• [Exercise brief]:
Say whether each statement agrees with the diary entry about the opera, giving yes or no and quoting the words that decide it: (a) The writer walked in the park for an hour before lunch. (b) The circus artists performed as a separate show within the opera. (c) The stage was filled with scenery.

• [Extract provided]:

Saturday, 9 March 2024

Afternoon opera and loss of a friend

After a Saturday morning lie-in, waffles for breakfast. Then I went for an hour's walk in the park to get some exercise before an early snack lunch. Then we drove to the Millennium Centre for a WNO opera matinée at three. 

This time, it was a new production of Benjamin Britten's last opera 'Death in Venice'. It was different from anything we've seen before with a troupe of five NoFitState circus artists integrated into the performance, representing youngsters having fun on the Venice Lido beach, slack-lining and tumbling in amazing balletic routines, plus corde lisse  rope ballet, representing the turmoil of thoughts and emotions in the protagonist's mind. It happened during the music and singing, not as a show within a show. 

The combination of music and movement I found emotionally powerful. Marc Le Brocq sang Aschenbach superbly. He was on-stage for nearly all of the two hours forty minutes performance. The stage was bare apart from ladders at the sides used by the circus artists, and a few movable props to symbolise the change of setting, in addition to a video backdrop of the sea, Venice and a hotel.

Stored items from a collection:
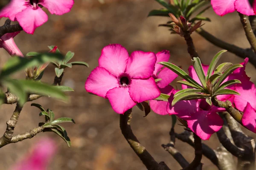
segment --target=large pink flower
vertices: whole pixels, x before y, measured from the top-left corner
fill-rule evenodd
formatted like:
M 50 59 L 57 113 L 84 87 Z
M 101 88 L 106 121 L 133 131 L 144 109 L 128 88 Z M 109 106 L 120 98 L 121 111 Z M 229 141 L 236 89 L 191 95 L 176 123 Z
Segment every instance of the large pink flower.
M 74 0 L 12 0 L 0 11 L 0 17 L 17 21 L 27 33 L 33 34 L 35 29 L 48 20 L 47 14 L 39 6 L 47 8 L 52 14 L 62 15 L 70 11 Z
M 221 16 L 235 11 L 246 15 L 254 15 L 256 11 L 256 1 L 252 8 L 248 0 L 212 0 L 211 3 L 214 11 Z
M 209 139 L 221 128 L 223 121 L 216 112 L 224 111 L 223 108 L 209 106 L 205 99 L 181 101 L 172 107 L 177 91 L 173 91 L 168 99 L 166 109 L 169 114 L 186 121 L 188 128 L 203 140 Z
M 7 33 L 0 38 L 0 48 L 4 48 L 11 56 L 17 55 L 24 57 L 13 40 L 13 38 L 20 32 Z
M 134 51 L 129 57 L 120 45 L 108 45 L 102 50 L 99 67 L 86 80 L 85 89 L 108 99 L 113 110 L 123 114 L 137 103 L 160 95 L 151 76 L 156 61 L 152 52 Z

• [Written response]:
(a) Yes: "Then I went for an hour's walk in the park to get some exercise before an early snack lunch."
(b) No: "It happened during the music and singing, not as a show within a show."
(c) No: "The stage was bare apart from ladders at the sides used by the circus artists, and a few movable props to symbolise the change of setting"